▶ _Exercise prompt_: Convert the lines below into a Markdown table with two columns: "Row" for the row number and "Line" for the line itself. Leave out any blank lines.

▶ _Provided material_:

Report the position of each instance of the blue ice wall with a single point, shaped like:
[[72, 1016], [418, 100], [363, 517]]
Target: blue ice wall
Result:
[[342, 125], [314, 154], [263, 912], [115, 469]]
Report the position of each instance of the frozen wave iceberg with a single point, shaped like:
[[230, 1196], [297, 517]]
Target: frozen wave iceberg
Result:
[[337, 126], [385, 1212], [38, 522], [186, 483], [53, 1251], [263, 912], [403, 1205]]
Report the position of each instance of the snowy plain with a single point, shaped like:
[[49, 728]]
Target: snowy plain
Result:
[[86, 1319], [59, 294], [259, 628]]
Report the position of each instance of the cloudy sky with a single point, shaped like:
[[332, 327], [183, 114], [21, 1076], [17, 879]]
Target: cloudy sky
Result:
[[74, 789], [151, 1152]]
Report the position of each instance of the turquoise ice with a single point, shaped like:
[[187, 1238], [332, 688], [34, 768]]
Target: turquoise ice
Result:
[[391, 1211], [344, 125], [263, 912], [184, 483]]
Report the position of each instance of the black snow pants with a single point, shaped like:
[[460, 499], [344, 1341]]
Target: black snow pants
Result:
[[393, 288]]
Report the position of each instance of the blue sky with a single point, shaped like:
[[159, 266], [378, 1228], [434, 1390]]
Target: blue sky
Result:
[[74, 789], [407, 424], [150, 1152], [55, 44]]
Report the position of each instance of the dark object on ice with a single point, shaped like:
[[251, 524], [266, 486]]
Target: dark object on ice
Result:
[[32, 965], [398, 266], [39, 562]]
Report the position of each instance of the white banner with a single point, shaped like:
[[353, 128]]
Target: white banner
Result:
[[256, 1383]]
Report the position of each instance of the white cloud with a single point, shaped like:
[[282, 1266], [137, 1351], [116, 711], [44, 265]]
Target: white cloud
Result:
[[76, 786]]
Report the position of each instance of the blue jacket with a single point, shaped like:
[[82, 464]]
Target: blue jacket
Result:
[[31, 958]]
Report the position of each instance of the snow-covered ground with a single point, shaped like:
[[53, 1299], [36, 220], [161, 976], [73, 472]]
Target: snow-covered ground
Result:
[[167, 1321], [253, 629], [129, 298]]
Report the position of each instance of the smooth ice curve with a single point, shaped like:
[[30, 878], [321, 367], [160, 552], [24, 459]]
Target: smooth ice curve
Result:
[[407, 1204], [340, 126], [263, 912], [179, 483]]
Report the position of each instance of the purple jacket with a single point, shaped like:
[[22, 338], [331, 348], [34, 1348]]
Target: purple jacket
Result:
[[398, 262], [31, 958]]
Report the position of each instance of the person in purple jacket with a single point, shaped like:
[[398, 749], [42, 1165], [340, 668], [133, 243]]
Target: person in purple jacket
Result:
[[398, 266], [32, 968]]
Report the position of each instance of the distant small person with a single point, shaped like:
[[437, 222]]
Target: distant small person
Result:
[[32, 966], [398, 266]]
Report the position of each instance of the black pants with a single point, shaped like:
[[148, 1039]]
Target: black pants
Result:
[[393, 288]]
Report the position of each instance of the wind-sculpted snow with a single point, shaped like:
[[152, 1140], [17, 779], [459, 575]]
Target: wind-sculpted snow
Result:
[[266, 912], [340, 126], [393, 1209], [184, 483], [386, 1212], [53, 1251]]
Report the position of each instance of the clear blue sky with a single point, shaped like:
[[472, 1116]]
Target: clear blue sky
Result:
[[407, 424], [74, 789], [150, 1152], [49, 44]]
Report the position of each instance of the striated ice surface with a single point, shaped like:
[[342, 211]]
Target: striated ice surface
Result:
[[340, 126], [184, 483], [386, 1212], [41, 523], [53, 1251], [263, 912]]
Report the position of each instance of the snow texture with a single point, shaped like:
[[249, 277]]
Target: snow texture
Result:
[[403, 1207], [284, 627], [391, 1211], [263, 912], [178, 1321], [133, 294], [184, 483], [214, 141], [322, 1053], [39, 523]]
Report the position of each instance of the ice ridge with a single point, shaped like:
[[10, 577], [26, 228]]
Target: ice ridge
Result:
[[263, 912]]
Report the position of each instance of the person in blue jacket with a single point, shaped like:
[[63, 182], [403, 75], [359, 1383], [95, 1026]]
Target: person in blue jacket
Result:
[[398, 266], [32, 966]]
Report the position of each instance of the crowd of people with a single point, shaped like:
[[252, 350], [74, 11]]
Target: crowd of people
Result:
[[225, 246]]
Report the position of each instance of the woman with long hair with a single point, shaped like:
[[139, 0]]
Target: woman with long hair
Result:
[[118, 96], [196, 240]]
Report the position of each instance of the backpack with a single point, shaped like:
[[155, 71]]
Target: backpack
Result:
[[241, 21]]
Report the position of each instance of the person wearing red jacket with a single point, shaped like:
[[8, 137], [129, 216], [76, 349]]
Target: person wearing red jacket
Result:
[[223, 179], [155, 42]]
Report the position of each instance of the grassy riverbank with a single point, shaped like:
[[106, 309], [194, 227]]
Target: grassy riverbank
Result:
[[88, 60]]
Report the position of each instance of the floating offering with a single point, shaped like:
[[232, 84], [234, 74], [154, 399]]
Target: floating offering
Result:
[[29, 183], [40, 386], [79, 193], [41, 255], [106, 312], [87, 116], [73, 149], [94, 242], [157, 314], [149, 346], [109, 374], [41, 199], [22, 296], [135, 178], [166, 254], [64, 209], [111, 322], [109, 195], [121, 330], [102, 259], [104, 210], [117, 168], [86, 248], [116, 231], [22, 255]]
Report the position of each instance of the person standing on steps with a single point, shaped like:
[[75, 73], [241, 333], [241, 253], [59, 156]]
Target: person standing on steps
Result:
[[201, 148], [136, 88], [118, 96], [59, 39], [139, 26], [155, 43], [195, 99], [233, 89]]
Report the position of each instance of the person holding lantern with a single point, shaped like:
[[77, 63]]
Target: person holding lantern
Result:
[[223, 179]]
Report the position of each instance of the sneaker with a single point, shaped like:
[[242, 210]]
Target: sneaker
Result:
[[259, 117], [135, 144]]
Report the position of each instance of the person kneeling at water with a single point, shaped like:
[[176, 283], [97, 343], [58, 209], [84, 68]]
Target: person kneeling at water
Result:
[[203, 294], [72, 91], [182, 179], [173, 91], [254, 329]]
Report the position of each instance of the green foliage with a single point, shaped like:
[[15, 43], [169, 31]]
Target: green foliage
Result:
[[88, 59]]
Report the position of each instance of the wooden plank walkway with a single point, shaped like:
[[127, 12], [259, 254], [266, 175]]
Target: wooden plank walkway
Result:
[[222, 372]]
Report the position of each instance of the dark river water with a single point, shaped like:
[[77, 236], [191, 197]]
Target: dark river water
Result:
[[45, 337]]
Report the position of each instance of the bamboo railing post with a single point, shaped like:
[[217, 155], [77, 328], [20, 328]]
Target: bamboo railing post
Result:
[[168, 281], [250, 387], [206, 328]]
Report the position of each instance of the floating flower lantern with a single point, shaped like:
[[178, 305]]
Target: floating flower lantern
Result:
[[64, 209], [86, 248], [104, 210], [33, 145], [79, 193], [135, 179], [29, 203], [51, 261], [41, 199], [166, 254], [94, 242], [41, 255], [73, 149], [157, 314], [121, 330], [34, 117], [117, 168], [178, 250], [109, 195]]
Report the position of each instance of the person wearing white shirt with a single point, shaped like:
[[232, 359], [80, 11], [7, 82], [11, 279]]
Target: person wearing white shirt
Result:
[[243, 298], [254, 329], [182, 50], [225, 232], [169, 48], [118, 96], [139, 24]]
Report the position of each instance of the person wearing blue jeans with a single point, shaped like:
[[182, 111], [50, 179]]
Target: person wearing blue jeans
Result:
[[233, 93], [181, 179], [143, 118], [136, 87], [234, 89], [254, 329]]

▶ _Response to this task_:
| Row | Line |
|---|---|
| 1 | Report the position of each instance of the blue ice wall with a single point, shaped like: |
| 2 | [[72, 1016], [418, 100], [363, 517]] |
| 3 | Target: blue ice wall |
| 4 | Result: |
| 5 | [[342, 125], [314, 154], [263, 912], [115, 469]] |
| 6 | Report the position of each instance of the frozen wave iceberg with a single point, shaped like: |
| 7 | [[230, 1196], [297, 517]] |
| 8 | Target: frozen wave iceberg |
| 9 | Result: |
| 10 | [[337, 126], [385, 1212], [38, 522], [186, 483], [53, 1251], [263, 912], [403, 1205]] |
| 11 | Report the position of each instance of the snowy plain with a single point, shaped like: |
| 12 | [[49, 728]] |
| 13 | Target: snowy plain |
| 14 | Result: |
| 15 | [[86, 1319], [59, 294], [259, 628]] |
| 16 | Report the position of each instance of the cloudy sky with a single point, shaped like: |
| 17 | [[332, 327], [183, 114], [21, 1076], [17, 879]] |
| 18 | Target: cloudy sky |
| 19 | Result: |
| 20 | [[74, 789], [151, 1152]] |
| 21 | Report the position of each instance of the turquoise ice with a single point, shaped like: |
| 22 | [[187, 1238], [332, 688], [34, 768]] |
| 23 | Target: turquoise ice |
| 24 | Result: |
| 25 | [[391, 1211], [344, 125], [263, 912], [184, 483]] |
| 26 | Report the position of each instance of the black snow pants with a single point, shaped like: |
| 27 | [[460, 499], [344, 1341]] |
| 28 | Target: black snow pants |
| 29 | Result: |
| 30 | [[393, 288]] |
| 31 | Report the position of each instance of the blue sky with a single point, shaped like: |
| 32 | [[159, 266], [378, 1228], [434, 1390]] |
| 33 | Target: blue sky |
| 34 | Result: |
| 35 | [[74, 789], [407, 424], [150, 1152], [55, 44]] |
| 36 | Report the position of each instance of the dark object on ice with a single point, shaped like: |
| 37 | [[251, 524], [266, 486]] |
| 38 | Target: dark object on ice |
| 39 | Result: |
| 40 | [[32, 965], [398, 266], [39, 562]] |
| 41 | Report the position of each instance of the white banner with a single point, shaped like: |
| 42 | [[353, 128]] |
| 43 | Target: white banner |
| 44 | Result: |
| 45 | [[256, 1383]] |
| 46 | Report the position of each instance of the white cloud with a single point, shaped like: |
| 47 | [[282, 1266], [137, 1351], [116, 711], [44, 265]] |
| 48 | Target: white cloud |
| 49 | Result: |
| 50 | [[76, 786]] |
| 51 | Report the position of each instance of the blue jacket with a single point, shaped like: |
| 52 | [[82, 464]] |
| 53 | Target: blue jacket |
| 54 | Result: |
| 55 | [[31, 958]] |
| 56 | Report the position of each instance of the snow-covered ground with a single point, shaped like: |
| 57 | [[53, 1299], [36, 220], [161, 976], [73, 472]] |
| 58 | Target: snow-covered ground |
| 59 | Result: |
| 60 | [[167, 1321], [253, 629], [129, 298]] |
| 61 | Report the position of each instance of the smooth ice curve with a single point, shaped like: |
| 62 | [[30, 878], [321, 367], [160, 552], [24, 459]] |
| 63 | Target: smooth ice curve |
| 64 | Result: |
| 65 | [[407, 1204], [340, 126], [263, 912], [179, 483]] |
| 66 | Report the position of each instance of the purple jacket with a single point, shaped like: |
| 67 | [[22, 338], [331, 348], [34, 1348]] |
| 68 | Target: purple jacket |
| 69 | Result: |
| 70 | [[398, 262], [31, 958]] |
| 71 | Report the position of each instance of the person in purple jacket with a single point, shaped like: |
| 72 | [[398, 749], [42, 1165], [340, 668], [133, 243]] |
| 73 | Target: person in purple jacket |
| 74 | Result: |
| 75 | [[398, 266], [32, 968]] |
| 76 | Report the position of each instance of the distant small person with a single point, shaped like: |
| 77 | [[437, 222]] |
| 78 | Target: distant small person |
| 79 | Result: |
| 80 | [[32, 966], [398, 266]] |
| 81 | Report the position of each instance of the black pants with a single point, shaped like: |
| 82 | [[148, 1039]] |
| 83 | Target: black pants |
| 84 | Result: |
| 85 | [[393, 288]] |
| 86 | Report the position of each instance of the wind-sculpted snow with a single point, shaped like: |
| 87 | [[152, 1140], [17, 779], [459, 575]] |
| 88 | Target: wind-sculpted snow |
| 89 | Result: |
| 90 | [[266, 912], [340, 126], [393, 1209], [184, 483], [386, 1212], [53, 1251]] |
| 91 | Report the position of each instance of the clear blue sky with a single point, shaped like: |
| 92 | [[472, 1116]] |
| 93 | Target: clear blue sky |
| 94 | Result: |
| 95 | [[407, 424], [74, 789], [150, 1152], [49, 44]] |
| 96 | Report the position of each instance of the striated ice surface with a single point, shaped like: |
| 97 | [[342, 211]] |
| 98 | Target: striated ice surface |
| 99 | Result: |
| 100 | [[340, 126], [184, 483], [386, 1212], [41, 523], [53, 1251], [263, 912]] |
| 101 | Report the position of each instance of the snow texture with a single point, shaped like: |
| 102 | [[249, 277]] |
| 103 | Target: snow texture |
| 104 | Result: |
| 105 | [[403, 1207], [284, 627], [391, 1211], [263, 912], [178, 1321], [133, 294], [184, 483], [214, 141], [322, 1053], [39, 523]] |
| 106 | Report the position of each instance of the ice ridge with a single point, shaped like: |
| 107 | [[10, 577], [26, 228]] |
| 108 | Target: ice ridge |
| 109 | Result: |
| 110 | [[263, 912]] |
| 111 | Report the position of each instance of the person in blue jacket with a single point, shaped like: |
| 112 | [[63, 182], [403, 75], [359, 1383], [95, 1026]] |
| 113 | Target: person in blue jacket |
| 114 | Result: |
| 115 | [[398, 266], [32, 966]] |
| 116 | Report the position of each instance of the crowd of people with a single point, shaped like: |
| 117 | [[252, 350], [74, 11]] |
| 118 | Target: crowd of people |
| 119 | Result: |
| 120 | [[225, 246]] |
| 121 | Report the position of each instance of the woman with long hair with a single point, shaped like: |
| 122 | [[139, 0]] |
| 123 | Target: woman with long hair |
| 124 | Result: |
| 125 | [[118, 96], [196, 240]] |
| 126 | Report the position of each instance of the backpack with a single point, shaped like: |
| 127 | [[155, 71]] |
| 128 | Target: backpack |
| 129 | Result: |
| 130 | [[241, 21]] |
| 131 | Report the position of each instance of the person wearing red jacket with a single point, shaped like: |
| 132 | [[8, 137], [129, 216], [76, 349]] |
| 133 | Target: person wearing red jacket |
| 134 | Result: |
| 135 | [[223, 179], [155, 42]] |
| 136 | Report the position of each instance of the grassy riverbank with a single point, shaped like: |
| 137 | [[106, 309], [194, 227]] |
| 138 | Target: grassy riverbank |
| 139 | Result: |
| 140 | [[88, 60]] |
| 141 | Report the position of each instance of the floating offering with a single point, shaped like: |
| 142 | [[232, 84], [234, 74], [154, 399]] |
| 143 | Target: floating offering |
| 144 | Result: |
| 145 | [[29, 183], [40, 386], [79, 193], [41, 255], [106, 312], [87, 116], [73, 149], [94, 242], [157, 314], [149, 346], [109, 374], [41, 199], [22, 296], [135, 178], [166, 254], [64, 209], [111, 322], [109, 195], [121, 330], [102, 259], [104, 210], [117, 168], [86, 248], [116, 231], [22, 255]] |
| 146 | Report the position of each instance of the person standing on steps with a single point, shaped like: |
| 147 | [[75, 73], [241, 333], [241, 253], [59, 156]] |
| 148 | Target: person standing on steps |
| 149 | Result: |
| 150 | [[201, 148], [136, 88], [118, 96], [59, 39], [139, 26], [155, 43], [195, 99], [233, 89]] |
| 151 | Report the position of each instance of the person holding lantern with a single point, shaped like: |
| 152 | [[77, 63]] |
| 153 | Target: person holding lantern |
| 154 | Result: |
| 155 | [[223, 179]] |
| 156 | Report the position of each instance of the sneaker with a single point, shaped like: |
| 157 | [[242, 210]] |
| 158 | Target: sneaker |
| 159 | Result: |
| 160 | [[259, 117], [135, 144]] |
| 161 | Report the position of each instance of the person kneeling at water with a single point, shaped like: |
| 162 | [[176, 283], [97, 343], [58, 209], [84, 68]] |
| 163 | Target: person kneeling at water |
| 164 | Result: |
| 165 | [[203, 294], [72, 91], [182, 179], [173, 91], [254, 329]] |
| 166 | Report the position of each instance of the green foliage with a single point, shaped like: |
| 167 | [[15, 43], [169, 31]] |
| 168 | Target: green foliage |
| 169 | Result: |
| 170 | [[88, 59]] |
| 171 | Report the position of each instance of the wooden plank walkway with a single point, shaped like: |
| 172 | [[127, 12], [259, 254], [266, 175]] |
| 173 | Target: wooden plank walkway |
| 174 | Result: |
| 175 | [[222, 372]] |
| 176 | Report the position of each instance of the dark river water with a single point, shaped like: |
| 177 | [[77, 236], [191, 197]] |
| 178 | Target: dark river water |
| 179 | Result: |
| 180 | [[45, 337]] |
| 181 | Report the position of each instance of the bamboo railing post with a single point, shaped like: |
| 182 | [[217, 155], [77, 328], [20, 328]] |
| 183 | Target: bamboo railing post |
| 184 | Result: |
| 185 | [[168, 281], [250, 387], [206, 328]] |
| 186 | Report the position of each instance of the floating flower lantern with a single point, shaped like: |
| 187 | [[178, 305]] |
| 188 | Target: floating flower lantern |
| 189 | Result: |
| 190 | [[64, 209], [86, 248], [104, 210], [33, 145], [79, 193], [135, 179], [29, 203], [51, 261], [41, 199], [166, 254], [94, 242], [41, 255], [73, 149], [157, 314], [121, 330], [34, 117], [117, 168], [178, 250], [109, 195]] |
| 191 | Report the position of each instance of the person wearing white shirt with a single point, shaped like: |
| 192 | [[232, 359], [80, 11], [7, 82], [11, 279]] |
| 193 | Target: person wearing white shirt |
| 194 | Result: |
| 195 | [[243, 298], [254, 329], [182, 50], [225, 232], [169, 48], [118, 96], [139, 24]] |
| 196 | Report the position of each instance of the person wearing blue jeans with a single point, shaped like: |
| 197 | [[182, 111], [50, 179]] |
| 198 | Target: person wearing blue jeans |
| 199 | Result: |
| 200 | [[233, 93], [181, 179], [143, 118], [136, 87], [234, 89], [254, 329]] |